| Instructions for the task |
Where the word "train" occurs in a line of the data, return the whole line.

| The records |
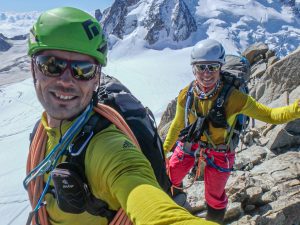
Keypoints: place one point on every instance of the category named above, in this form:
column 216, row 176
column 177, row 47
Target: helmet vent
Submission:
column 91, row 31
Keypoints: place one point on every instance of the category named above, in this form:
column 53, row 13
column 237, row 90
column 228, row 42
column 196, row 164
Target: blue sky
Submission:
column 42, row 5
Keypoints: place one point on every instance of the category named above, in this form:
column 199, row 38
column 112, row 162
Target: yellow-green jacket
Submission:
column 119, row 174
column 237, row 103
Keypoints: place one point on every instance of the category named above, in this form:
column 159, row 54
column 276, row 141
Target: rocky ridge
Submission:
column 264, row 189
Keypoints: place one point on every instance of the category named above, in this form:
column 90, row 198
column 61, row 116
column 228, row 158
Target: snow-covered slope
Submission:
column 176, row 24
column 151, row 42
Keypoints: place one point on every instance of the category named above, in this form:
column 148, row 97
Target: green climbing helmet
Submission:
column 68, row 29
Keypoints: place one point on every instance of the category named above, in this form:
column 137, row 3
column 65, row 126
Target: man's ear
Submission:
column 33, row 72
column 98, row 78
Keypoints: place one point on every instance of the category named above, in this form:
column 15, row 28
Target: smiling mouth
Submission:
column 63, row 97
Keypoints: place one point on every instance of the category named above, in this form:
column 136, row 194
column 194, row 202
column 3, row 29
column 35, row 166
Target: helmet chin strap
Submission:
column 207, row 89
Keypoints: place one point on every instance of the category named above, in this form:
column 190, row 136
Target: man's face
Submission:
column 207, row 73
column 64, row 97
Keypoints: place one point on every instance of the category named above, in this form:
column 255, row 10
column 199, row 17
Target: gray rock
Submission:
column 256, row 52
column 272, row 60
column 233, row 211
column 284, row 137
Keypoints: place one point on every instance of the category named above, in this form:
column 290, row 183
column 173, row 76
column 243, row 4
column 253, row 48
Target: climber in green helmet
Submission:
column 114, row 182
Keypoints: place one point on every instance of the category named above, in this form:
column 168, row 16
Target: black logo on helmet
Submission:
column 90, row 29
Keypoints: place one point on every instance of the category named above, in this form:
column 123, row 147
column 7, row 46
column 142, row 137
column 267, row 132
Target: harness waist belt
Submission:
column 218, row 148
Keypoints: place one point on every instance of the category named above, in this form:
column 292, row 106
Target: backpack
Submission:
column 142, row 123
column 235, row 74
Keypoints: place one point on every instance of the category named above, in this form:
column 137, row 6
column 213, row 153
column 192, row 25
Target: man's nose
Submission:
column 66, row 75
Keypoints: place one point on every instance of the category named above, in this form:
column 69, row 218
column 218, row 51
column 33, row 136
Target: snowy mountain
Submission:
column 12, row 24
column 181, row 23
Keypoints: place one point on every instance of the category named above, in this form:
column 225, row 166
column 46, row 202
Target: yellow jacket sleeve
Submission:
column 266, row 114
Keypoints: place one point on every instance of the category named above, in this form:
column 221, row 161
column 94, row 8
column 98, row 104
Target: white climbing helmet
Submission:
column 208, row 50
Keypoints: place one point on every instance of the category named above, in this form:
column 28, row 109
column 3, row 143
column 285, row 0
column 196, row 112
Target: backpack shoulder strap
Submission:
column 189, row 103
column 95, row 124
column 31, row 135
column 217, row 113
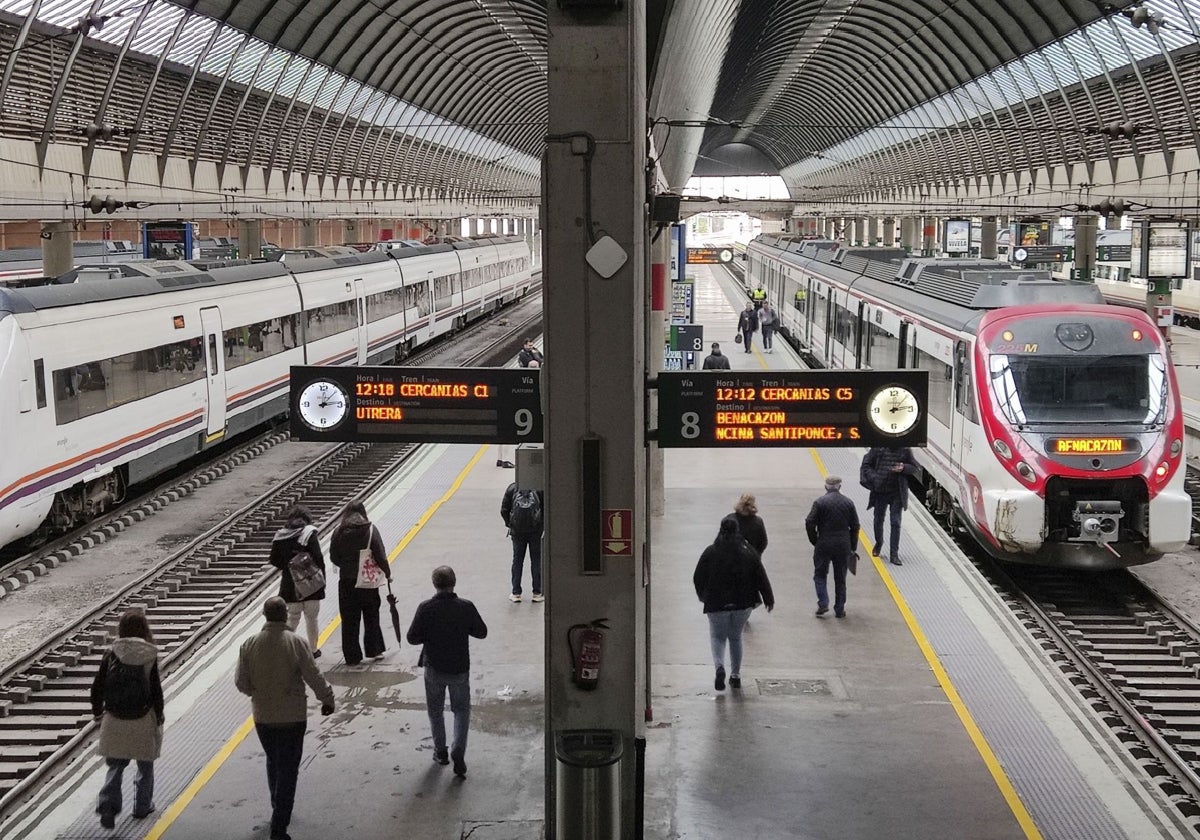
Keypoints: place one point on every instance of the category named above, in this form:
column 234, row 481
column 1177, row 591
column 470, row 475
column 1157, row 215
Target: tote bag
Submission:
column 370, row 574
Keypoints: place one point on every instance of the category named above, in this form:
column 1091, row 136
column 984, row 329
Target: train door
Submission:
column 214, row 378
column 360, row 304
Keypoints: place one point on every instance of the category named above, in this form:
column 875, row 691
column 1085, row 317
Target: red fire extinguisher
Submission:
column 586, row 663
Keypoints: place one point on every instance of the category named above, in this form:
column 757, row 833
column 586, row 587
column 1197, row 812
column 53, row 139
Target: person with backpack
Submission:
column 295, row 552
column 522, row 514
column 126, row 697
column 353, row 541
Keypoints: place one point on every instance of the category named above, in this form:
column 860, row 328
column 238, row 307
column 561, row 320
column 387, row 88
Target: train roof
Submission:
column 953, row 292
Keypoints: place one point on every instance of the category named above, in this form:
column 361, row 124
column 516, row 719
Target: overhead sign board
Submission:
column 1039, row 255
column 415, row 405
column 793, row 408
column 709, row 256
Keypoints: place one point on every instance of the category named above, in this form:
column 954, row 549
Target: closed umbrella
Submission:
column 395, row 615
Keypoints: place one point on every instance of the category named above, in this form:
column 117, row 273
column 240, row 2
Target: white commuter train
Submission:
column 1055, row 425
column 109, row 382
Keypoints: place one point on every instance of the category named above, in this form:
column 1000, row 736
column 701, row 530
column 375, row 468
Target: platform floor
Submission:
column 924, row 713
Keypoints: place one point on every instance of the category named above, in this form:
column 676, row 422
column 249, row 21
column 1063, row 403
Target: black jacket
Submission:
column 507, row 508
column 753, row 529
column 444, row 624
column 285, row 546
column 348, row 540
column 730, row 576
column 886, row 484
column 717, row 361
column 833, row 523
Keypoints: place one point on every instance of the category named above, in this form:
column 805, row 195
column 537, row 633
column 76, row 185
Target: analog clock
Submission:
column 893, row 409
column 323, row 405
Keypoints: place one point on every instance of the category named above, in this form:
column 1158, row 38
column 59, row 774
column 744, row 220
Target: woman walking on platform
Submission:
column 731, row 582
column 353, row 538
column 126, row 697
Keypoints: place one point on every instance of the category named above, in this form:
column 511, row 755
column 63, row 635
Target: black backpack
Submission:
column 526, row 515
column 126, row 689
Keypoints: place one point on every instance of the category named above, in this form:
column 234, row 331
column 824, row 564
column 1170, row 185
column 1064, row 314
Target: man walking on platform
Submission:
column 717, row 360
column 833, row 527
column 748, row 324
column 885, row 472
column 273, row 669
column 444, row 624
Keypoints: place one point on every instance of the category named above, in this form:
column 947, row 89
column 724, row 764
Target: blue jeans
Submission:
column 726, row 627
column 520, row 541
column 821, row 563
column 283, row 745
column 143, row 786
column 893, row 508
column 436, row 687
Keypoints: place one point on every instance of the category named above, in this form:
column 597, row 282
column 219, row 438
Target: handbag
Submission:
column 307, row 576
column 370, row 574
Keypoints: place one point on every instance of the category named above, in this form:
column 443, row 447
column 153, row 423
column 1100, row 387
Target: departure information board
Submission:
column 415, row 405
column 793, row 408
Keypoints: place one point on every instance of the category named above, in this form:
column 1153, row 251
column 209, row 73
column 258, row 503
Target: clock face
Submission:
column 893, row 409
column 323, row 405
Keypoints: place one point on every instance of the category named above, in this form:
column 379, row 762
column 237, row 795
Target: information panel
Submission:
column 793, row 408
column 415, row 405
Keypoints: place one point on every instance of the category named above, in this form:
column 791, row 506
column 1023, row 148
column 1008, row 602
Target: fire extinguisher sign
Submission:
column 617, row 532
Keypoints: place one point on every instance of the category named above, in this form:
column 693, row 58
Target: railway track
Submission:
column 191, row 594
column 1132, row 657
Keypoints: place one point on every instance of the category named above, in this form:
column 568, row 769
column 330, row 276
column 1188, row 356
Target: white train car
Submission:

| Exercise solution |
Target: train door
Target: train roof
Target: white commuter train
Target: white train car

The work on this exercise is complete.